> _Exercise details_
Please copy out every line of the entries below word for word, leaving out the pictures.

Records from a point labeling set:

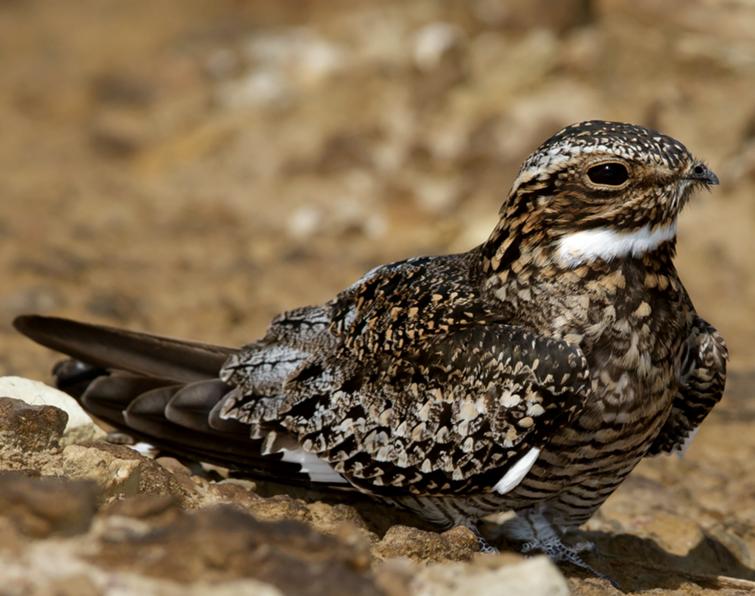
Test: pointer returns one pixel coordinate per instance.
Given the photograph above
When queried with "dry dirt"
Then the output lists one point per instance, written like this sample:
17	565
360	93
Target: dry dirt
192	168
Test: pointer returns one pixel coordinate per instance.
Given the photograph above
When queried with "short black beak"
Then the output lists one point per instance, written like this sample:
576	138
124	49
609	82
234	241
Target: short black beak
702	173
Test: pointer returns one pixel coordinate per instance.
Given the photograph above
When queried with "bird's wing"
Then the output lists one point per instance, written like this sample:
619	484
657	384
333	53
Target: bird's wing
423	392
702	384
163	391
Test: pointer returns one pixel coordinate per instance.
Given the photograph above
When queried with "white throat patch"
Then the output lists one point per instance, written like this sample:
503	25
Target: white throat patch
516	473
601	243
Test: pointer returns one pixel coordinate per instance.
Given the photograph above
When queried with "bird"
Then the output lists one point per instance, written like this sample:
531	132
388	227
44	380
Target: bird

> _Output for this task_
Test: pointer returns one pixel coordinate per instance.
Given the photograph above
When queried with "dry dirt"
Then the output lists one point per instance, written like this sample:
17	565
360	93
Target: dry dirt
192	168
Test: pointer returns one pixel coordinate per instance.
Given the photograph above
When queried with "short black beak"
Then the output lists one point per instance, written like this sample:
576	138
124	49
609	82
234	241
Target: short black beak
702	173
Test: pointer returns one pixel coordinate per instance.
Given the photograph above
When queried with "bird's wing"
Then the output lists one point per instance, written like this sample:
619	484
657	384
333	53
Target: bird's wing
423	392
702	384
163	391
Test: pointer returns one pixel coordinate per instance.
Given the photograph above
When queried with "white throat patch"
Then the output lists one point per instance, written like this sample:
503	25
Target: white throat patch
516	473
601	243
Test: pointer returns one pixel coordinate per instance.
Given the photograph above
When queried with "bird"
Then the output lists one point per instance, written like this sample:
531	132
388	227
44	380
Target: bird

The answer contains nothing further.